# [REQUIREMENTS]
A: In the column on law schools, why does the author credit a friend for one argument but keep that friend's name private? Answer in one to three sentences.
B: Pick up the column on law schools after its final sentence and keep writing.

# [SUPPLIED PASSAGE]
Law Schools Should Continue to Develop Critical Thinking Skills, Not Become Finishing Schools
by Neil H. Buchanan
Yesterday was the last day of classes at my law school, which is as good an excuse as any to reflect on some of the timeless issues that educators face in every area of learning. Here I want to consider two related questions: What do law schools do? and What should law schools do (and not do)?
As I teased in the title of this column, law schools are not -- and do not need to be -- finishing schools, teaching students to be well-behaved young ladies and gentlemen. We law professors are, however, instilling habits and values that matter both to the legal profession and to society at large.
Who might imagine otherwise? The answer might surprise you.
Over the last two weeks, I published (on Verdict and on Dorf on Law) an ad hoc series of four columns in which I tried to set the record straight about a recent student protest against a notorious archconservative judge during his appearance at Stanford Law School. In large part, the first three of those columns are a sustained response to the freakout from rightwingers as well as those who pose as "sensible centrists" to the supposedly deplorable actions of the student protesters, whom the judge called "coddled children" (as well as less printable things). Short version: the supposed victims of the lefty students -- their conservative classmates and the judge himself -- acted childishly, egged on by a national organization that choreographs controversies like this as stunts to further their anti-intellectual political agenda.
In the fourth installment of that series, however, I addressed a separate issue on which there has been widespread agreement, even among those who do not buy the right's self-victimization pose (a pose that Stanford's administrators inexplicably and egregiously validated). Specifically, the idea is that law students need to be taught to be respectful and polite, because "universities in general, and law schools in particular, are places where students need (for their training as citizens and professionals) to get used to handling in a disciplined and productive way speech that makes their blood boil," in the words of two genuinely insightful observers (one a law school dean, the other a law professor). I agree with those authors on everything else that they wrote about the Stanford controversy, but I think that they at best overstated their case on this matter.
Below, I will expand on my core response, which is that there is essentially no danger that law students will misbehave in court or in the workplace, even if we in law schools never tell them not to be loud or undisciplined after they graduate. Before doing that, however, I will use an aside from my fourth column in the series to illustrate one of the values that law schools and universities more generally instill: intellectual honesty. I wrote:
I start with an acknowledgement: In my columns thus far, one of my main arguments channels a conversation that I had with a friend at a top law school, who first pointed out to me the terrible power dynamic that played out in the dean's and president's suites at Stanford. This friend prefers to remain out of the public fray, so I am being a conscientious academic by acknowledging that one of my major arguments was not original to me, but I am also being a good friend by not revealing who first brought it to my attention.

(Location annotation dataset excerpts)
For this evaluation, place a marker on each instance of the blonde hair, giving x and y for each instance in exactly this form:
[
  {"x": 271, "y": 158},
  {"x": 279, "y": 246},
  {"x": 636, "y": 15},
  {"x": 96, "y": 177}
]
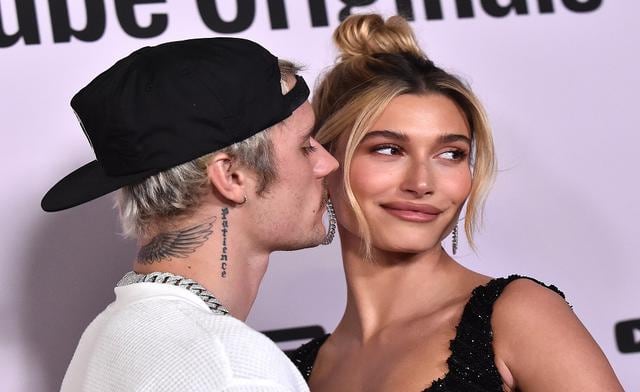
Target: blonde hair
[
  {"x": 378, "y": 61},
  {"x": 176, "y": 192}
]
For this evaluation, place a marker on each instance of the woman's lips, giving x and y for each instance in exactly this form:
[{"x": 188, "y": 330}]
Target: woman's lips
[{"x": 412, "y": 212}]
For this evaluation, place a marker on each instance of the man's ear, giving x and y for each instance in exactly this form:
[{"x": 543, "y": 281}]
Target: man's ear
[{"x": 229, "y": 179}]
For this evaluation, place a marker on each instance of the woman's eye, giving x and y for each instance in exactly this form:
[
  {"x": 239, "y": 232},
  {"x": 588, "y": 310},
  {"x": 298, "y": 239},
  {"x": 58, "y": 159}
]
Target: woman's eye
[
  {"x": 454, "y": 155},
  {"x": 387, "y": 150}
]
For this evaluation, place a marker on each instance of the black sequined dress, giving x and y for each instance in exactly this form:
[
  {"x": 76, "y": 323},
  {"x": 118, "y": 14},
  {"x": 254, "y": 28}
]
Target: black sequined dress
[{"x": 471, "y": 363}]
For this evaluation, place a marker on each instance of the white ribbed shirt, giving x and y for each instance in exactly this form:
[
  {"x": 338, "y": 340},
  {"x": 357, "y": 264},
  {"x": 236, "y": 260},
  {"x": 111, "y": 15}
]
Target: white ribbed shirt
[{"x": 159, "y": 337}]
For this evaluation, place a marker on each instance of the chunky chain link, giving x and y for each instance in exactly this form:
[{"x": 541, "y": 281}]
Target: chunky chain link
[{"x": 176, "y": 280}]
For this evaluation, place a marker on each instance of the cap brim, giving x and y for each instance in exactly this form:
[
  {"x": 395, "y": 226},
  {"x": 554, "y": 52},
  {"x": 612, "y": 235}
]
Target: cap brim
[
  {"x": 85, "y": 184},
  {"x": 297, "y": 95}
]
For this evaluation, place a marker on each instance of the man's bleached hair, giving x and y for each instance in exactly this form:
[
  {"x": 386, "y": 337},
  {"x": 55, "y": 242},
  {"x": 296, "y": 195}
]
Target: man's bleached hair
[{"x": 176, "y": 192}]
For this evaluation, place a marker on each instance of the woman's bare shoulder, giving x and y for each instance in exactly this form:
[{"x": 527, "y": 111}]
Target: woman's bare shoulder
[{"x": 543, "y": 344}]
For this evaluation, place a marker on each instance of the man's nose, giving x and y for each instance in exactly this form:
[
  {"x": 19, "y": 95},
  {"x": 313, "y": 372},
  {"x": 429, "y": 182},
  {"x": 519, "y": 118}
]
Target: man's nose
[{"x": 326, "y": 162}]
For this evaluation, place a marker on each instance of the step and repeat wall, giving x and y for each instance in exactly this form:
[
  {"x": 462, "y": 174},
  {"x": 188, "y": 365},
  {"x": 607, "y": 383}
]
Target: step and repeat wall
[{"x": 559, "y": 79}]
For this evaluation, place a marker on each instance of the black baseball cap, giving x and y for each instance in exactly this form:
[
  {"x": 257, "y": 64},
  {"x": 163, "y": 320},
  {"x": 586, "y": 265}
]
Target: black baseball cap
[{"x": 165, "y": 105}]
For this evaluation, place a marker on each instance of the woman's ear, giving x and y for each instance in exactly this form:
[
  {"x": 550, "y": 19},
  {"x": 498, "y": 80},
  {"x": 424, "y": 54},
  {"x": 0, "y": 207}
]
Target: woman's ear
[{"x": 229, "y": 179}]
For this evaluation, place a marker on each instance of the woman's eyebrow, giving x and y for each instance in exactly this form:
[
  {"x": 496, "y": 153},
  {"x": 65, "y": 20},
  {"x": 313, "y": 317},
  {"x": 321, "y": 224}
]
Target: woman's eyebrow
[
  {"x": 396, "y": 135},
  {"x": 454, "y": 137}
]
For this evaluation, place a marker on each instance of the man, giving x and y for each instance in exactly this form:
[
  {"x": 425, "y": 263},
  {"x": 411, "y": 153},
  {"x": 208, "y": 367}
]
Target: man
[{"x": 209, "y": 142}]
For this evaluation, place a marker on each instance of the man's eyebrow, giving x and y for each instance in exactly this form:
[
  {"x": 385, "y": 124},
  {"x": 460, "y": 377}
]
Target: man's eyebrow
[
  {"x": 307, "y": 135},
  {"x": 396, "y": 135}
]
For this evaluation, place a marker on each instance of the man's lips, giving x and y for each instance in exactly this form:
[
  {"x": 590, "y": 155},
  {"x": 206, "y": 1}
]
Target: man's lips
[{"x": 412, "y": 211}]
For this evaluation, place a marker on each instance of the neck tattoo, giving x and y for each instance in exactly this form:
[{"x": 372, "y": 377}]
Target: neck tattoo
[
  {"x": 176, "y": 244},
  {"x": 223, "y": 254}
]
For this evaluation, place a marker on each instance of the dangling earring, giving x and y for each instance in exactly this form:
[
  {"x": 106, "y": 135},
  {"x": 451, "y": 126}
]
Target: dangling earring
[
  {"x": 454, "y": 239},
  {"x": 331, "y": 232}
]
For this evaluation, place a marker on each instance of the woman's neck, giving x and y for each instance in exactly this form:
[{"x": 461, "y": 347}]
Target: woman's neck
[{"x": 394, "y": 287}]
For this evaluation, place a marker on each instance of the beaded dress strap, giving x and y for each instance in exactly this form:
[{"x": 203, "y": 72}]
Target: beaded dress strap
[
  {"x": 305, "y": 356},
  {"x": 471, "y": 365}
]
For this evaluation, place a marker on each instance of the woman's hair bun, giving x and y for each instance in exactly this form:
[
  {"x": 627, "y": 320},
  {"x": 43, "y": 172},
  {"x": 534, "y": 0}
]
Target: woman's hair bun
[{"x": 368, "y": 34}]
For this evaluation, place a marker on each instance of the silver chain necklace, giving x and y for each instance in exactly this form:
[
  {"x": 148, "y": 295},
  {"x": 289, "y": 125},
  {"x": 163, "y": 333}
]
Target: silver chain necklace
[{"x": 176, "y": 280}]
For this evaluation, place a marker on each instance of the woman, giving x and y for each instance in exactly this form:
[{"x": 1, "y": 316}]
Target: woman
[{"x": 415, "y": 148}]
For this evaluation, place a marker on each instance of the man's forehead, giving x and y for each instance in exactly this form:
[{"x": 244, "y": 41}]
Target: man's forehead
[{"x": 300, "y": 123}]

# [ANSWERS FOR THE TASKS]
A: The author credits the friend because one of the major arguments in the earlier columns was not original, and acknowledging that is what a conscientious academic does. The name stays private because the friend prefers to remain out of the public fray, so not revealing it is being a good friend.

B:
A reasonable reader might well have thought that that was a non sequitur, a self-indulgent digression, or perhaps even a case of virtue signaling on my part. As I wrote the column, I asked myself whether I should simply cut the paragraph, because it truly was not germane to the rest of the piece. That seemed to be the reader-friendly course of action as well, as it would have shortened the column by almost one hundred words.
Yet I simply could not hit the Delete key. Why not? Because one of the fundamental values that I have learned from college through graduate school through law school is that plagiarism is an unpardonable sin. As I noted in last week's column, it is in fact very difficult for students to fail classes, even when they directly insult professors. What does trigger serious disciplinary action? Presenting another's work as one's own. That might result in a student not only failing a course but in their being expelled from school. This is one of the reasons that there was such a strong reaction earlier this year when Artificial Intelligence programs were revealed to be capable of writing decent responses to exam questions and paper topics. (Note that "capable" does not at all mean "guaranteed.") Educators insist on academic honesty, full stop. Appropriately so. If students submit machine-generated answers, they are in gross violation of academic standards, no less than if they stole the ideas from another person.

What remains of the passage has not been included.